## TEKST
—————
Investing.com - Ropa wzrosła w środę rano w Azji, odrabiając część strat w oczekiwaniu, że Organizacja Krajów Eksportujących Ropę Naftową (OPEC) i jej sojusznicy (OPEC+) ograniczą podaż ropy podczas dwudniowego spotkania.
Kontrakty terminowe na ropę Brent skoczyły o 2,33% do 70,84 dol. o 4:37. Kontrakty terminowe na WTI wzrosły o 2,19% do 67,63 dol., schodząc poniżej poziomu 70 dol.
OPEC spotka się w dalszej części dnia, a OPEC+ dzień później. Oczekuje się, że kartel wstrzyma plany zwiększenia dostaw o 400 000 baryłek dziennie (bpd) w styczniu 2022 roku. Odkrycie wariantu omikron COVID-19 wywołuje zakazy podróży i obawy o popyt na paliwo, ale kilku ministrów OPEC+ powiedziało, że nie ma potrzeby zmiany planów.
"Rynek nadal poszukuje oznak jakiegokolwiek wpływu omikronu na popyt" - napisali w nocie analitycy ANZ Research.
Jednak producenci mogą mieć trudności z dostarczeniem większej ilości ropy, nawet jeśli OPEC+ zgodzi się na podwyżkę.
"Zagrożenie dla popytu na ropę jest realne. Kolejna fala blokad może spowodować utratę do 3 mln bpd popytu na ropę w pierwszym kwartale 2022 roku" - powiedziała Reutersowi Louise Dickson, starszy analityk rynków ropy w Rystad Energy.
Tymczasem wtorkowe dane Amerykańskiego Instytutu Paliw (API) pokazały, że w tygodniu kończącym się 26 listopada podaż ropy w USA wyniosła 747 tys. baryłek, czyli mniej niż przewidywano w prognozach Investing.com (1,667 mln baryłek). W poprzednim tygodniu API podało 2,307 mln baryłek.
Inwestorzy czekają teraz na dane o podaży ropy naftowej z U.S. Energy Information Administration, która ma nastąpić w dalszej części dnia.
—————
## DANE DO ANALIZY

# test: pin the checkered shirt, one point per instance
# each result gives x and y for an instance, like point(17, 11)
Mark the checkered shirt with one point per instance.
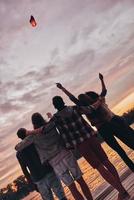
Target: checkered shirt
point(72, 127)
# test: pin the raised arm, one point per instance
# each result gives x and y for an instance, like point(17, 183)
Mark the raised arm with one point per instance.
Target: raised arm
point(24, 143)
point(70, 95)
point(24, 167)
point(104, 90)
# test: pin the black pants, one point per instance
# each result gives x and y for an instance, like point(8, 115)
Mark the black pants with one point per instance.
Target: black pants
point(117, 127)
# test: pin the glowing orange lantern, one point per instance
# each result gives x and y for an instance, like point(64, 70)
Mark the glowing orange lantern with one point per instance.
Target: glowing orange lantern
point(32, 21)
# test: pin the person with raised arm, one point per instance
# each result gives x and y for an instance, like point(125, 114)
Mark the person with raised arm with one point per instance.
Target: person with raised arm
point(107, 123)
point(50, 147)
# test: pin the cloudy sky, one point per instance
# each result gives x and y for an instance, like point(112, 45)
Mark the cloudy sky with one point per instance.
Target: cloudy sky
point(73, 41)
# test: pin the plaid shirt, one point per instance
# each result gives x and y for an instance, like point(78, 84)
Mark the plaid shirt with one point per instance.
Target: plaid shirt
point(72, 126)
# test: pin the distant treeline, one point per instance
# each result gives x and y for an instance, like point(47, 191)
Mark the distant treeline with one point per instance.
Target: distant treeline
point(20, 188)
point(16, 190)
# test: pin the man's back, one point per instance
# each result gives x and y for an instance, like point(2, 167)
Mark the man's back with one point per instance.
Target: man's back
point(73, 128)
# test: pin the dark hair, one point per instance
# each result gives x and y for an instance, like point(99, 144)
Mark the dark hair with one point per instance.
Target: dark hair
point(83, 100)
point(93, 95)
point(21, 133)
point(58, 102)
point(38, 120)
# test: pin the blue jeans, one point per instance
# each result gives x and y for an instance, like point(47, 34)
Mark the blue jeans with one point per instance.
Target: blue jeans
point(48, 184)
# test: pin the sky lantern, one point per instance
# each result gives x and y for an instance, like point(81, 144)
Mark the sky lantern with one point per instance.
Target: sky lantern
point(33, 21)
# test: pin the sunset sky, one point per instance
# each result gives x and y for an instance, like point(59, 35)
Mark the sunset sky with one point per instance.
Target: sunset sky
point(73, 41)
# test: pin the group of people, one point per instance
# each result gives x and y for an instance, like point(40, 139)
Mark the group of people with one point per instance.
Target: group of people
point(45, 153)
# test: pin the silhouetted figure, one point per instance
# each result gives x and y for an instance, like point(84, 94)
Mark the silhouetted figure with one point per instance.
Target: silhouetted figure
point(107, 123)
point(41, 176)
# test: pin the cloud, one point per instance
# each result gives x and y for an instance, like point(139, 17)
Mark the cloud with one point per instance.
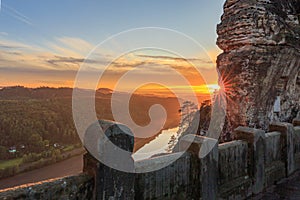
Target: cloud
point(16, 14)
point(76, 44)
point(177, 58)
point(3, 33)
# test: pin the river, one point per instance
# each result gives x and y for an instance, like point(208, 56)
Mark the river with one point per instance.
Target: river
point(163, 143)
point(67, 167)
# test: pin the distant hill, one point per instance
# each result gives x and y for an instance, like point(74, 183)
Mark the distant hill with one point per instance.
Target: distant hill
point(47, 112)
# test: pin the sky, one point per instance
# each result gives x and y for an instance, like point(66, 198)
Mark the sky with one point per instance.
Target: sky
point(45, 43)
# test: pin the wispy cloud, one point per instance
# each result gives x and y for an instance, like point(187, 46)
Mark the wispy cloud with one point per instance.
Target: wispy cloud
point(177, 58)
point(16, 14)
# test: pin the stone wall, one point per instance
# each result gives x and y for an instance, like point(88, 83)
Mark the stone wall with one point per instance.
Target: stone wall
point(260, 61)
point(72, 188)
point(239, 169)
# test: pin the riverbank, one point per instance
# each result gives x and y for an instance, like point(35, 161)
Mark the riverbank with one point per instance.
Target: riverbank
point(67, 167)
point(16, 166)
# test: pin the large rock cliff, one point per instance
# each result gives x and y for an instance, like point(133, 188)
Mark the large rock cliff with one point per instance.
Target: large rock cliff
point(261, 60)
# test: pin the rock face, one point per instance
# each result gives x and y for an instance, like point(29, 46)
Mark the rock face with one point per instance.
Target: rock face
point(260, 62)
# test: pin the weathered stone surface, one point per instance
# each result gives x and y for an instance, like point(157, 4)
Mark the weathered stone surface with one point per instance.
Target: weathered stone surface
point(110, 183)
point(179, 180)
point(234, 181)
point(73, 187)
point(274, 164)
point(296, 122)
point(255, 140)
point(287, 144)
point(261, 60)
point(207, 151)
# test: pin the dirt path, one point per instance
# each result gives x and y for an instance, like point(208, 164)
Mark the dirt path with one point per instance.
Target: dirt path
point(65, 168)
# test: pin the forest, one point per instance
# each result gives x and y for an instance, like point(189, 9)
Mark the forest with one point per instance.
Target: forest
point(36, 122)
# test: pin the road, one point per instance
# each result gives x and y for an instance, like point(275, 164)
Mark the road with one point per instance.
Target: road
point(67, 167)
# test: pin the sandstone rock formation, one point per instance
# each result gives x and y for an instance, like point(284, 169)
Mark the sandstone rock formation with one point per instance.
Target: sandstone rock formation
point(261, 60)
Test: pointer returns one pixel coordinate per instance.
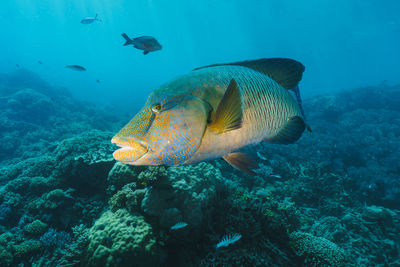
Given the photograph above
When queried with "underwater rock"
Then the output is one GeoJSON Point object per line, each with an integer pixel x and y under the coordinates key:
{"type": "Point", "coordinates": [36, 228]}
{"type": "Point", "coordinates": [84, 161]}
{"type": "Point", "coordinates": [317, 251]}
{"type": "Point", "coordinates": [27, 248]}
{"type": "Point", "coordinates": [128, 198]}
{"type": "Point", "coordinates": [187, 188]}
{"type": "Point", "coordinates": [120, 239]}
{"type": "Point", "coordinates": [378, 215]}
{"type": "Point", "coordinates": [120, 175]}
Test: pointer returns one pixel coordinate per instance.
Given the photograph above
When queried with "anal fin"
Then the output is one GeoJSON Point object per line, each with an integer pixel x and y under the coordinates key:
{"type": "Point", "coordinates": [290, 132]}
{"type": "Point", "coordinates": [241, 161]}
—————
## SPRAWDŹ ZROZUMIENIE
a. Przepisz fragment tekstu o cenach ropy, który zaczyna się od słów "Investing.com - Ropa" i kończy na słowach "analitycy ANZ Research.". Zamiast "kartel" podstaw "sojusz".
b. Wypisz wszystkie kwoty w dolarach, które padają w tekście o cenach ropy.

## GOTOWE ROZWIĄZANIA
a.
Investing.com - Ropa wzrosła w środę rano w Azji, odrabiając część strat w oczekiwaniu, że Organizacja Krajów Eksportujących Ropę Naftową (OPEC) i jej sojusznicy (OPEC+) ograniczą podaż ropy podczas dwudniowego spotkania.
Kontrakty terminowe na ropę Brent skoczyły o 2,33% do 70,84 dol. o 4:37. Kontrakty terminowe na WTI wzrosły o 2,19% do 67,63 dol., schodząc poniżej poziomu 70 dol.
OPEC spotka się w dalszej części dnia, a OPEC+ dzień później. Oczekuje się, że sojusz wstrzyma plany zwiększenia dostaw o 400 000 baryłek dziennie (bpd) w styczniu 2022 roku. Odkrycie wariantu omikron COVID-19 wywołuje zakazy podróży i obawy o popyt na paliwo, ale kilku ministrów OPEC+ powiedziało, że nie ma potrzeby zmiany planów.
"Rynek nadal poszukuje oznak jakiegokolwiek wpływu omikronu na popyt" - napisali w nocie analitycy ANZ Research.

b.
70,84 dol.
67,63 dol.
70 dol.